» WRITTEN REQUEST
Output the line containing "Target: white plastic crate" and all subsequent lines of the listing below, copied exactly, with no other lines.

Records from a data collection
-----
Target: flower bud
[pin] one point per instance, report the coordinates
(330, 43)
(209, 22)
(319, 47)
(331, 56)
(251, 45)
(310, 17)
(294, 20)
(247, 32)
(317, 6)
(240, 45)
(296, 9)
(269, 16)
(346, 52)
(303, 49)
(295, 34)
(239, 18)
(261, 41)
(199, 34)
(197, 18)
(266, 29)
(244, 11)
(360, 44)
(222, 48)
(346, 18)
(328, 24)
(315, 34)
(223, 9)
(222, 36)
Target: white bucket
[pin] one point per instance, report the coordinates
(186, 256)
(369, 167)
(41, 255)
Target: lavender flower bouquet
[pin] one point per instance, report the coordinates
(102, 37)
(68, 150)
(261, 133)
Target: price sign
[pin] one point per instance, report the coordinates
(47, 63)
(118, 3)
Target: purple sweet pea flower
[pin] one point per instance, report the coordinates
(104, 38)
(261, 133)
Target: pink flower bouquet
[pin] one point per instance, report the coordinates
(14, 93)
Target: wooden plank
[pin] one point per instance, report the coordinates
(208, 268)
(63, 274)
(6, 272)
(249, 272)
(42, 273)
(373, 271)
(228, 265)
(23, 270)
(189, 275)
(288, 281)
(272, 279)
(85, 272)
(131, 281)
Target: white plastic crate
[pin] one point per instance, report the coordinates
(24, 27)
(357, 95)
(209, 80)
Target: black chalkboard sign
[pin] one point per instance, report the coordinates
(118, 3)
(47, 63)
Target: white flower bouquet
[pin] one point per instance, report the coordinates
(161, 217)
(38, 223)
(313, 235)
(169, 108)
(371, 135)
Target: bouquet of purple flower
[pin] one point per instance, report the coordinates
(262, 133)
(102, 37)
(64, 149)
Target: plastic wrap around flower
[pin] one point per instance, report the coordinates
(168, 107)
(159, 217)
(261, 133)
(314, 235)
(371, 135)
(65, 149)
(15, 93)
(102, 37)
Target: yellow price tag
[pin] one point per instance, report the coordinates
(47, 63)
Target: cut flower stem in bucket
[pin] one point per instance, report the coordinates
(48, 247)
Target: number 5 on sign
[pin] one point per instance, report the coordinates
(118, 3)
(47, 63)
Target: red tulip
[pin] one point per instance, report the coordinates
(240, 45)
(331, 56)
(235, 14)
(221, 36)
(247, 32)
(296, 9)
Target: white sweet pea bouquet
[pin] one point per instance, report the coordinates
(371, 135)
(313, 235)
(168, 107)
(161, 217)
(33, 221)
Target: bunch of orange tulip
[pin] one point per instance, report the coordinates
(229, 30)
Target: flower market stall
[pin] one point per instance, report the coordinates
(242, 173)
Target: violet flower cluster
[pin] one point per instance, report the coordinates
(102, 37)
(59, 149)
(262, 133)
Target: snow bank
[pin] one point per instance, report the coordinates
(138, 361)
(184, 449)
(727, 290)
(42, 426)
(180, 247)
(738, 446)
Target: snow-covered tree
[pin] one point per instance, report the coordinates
-----
» TASK RESPONSE
Target: white plastic crate
[pin] one point per instance, report the coordinates
(24, 27)
(357, 95)
(209, 80)
Target: black chalkboard sign
[pin] one point per instance, report the coordinates
(118, 3)
(47, 63)
Target: white flower bouquet
[pin] one point per instance, report the coordinates
(161, 217)
(38, 223)
(313, 235)
(169, 108)
(371, 135)
Target: bouquet of purple flower
[pin] one point per instance, report the coordinates
(262, 133)
(102, 37)
(64, 149)
Target: plastic wrap around flower
[pin] one point per instance, report the coordinates
(168, 107)
(159, 217)
(261, 133)
(314, 235)
(371, 135)
(65, 149)
(15, 93)
(102, 37)
Target: yellow price tag
[pin] one point per instance, report the coordinates
(47, 63)
Target: cut flower stem in bucket
[pin] one point per instance, report the coordinates
(48, 247)
Target: number 5 on sign
[pin] one point per instance, report the coordinates
(118, 3)
(47, 63)
Target: red tulip
[pin] one point per instance, report the coordinates
(240, 45)
(331, 56)
(235, 14)
(221, 36)
(247, 32)
(296, 9)
Target: white sweet pea bouquet
[pin] one point per instance, report the coordinates
(371, 135)
(313, 235)
(168, 107)
(161, 217)
(33, 221)
Target: bunch of orange tulip
[pin] one point per instance, report the coordinates
(229, 30)
Target: flower market stall
[pin] one point per instance, report the coordinates
(242, 173)
Target: violet flower cluster
[pin] one point per instance, report the coordinates
(102, 37)
(59, 149)
(262, 133)
Target: snow bank
[pin] one point per instance, report the coordinates
(138, 361)
(184, 449)
(727, 290)
(42, 426)
(180, 247)
(738, 446)
Target: snow-covered tree
[pin] one point per instance, report the coordinates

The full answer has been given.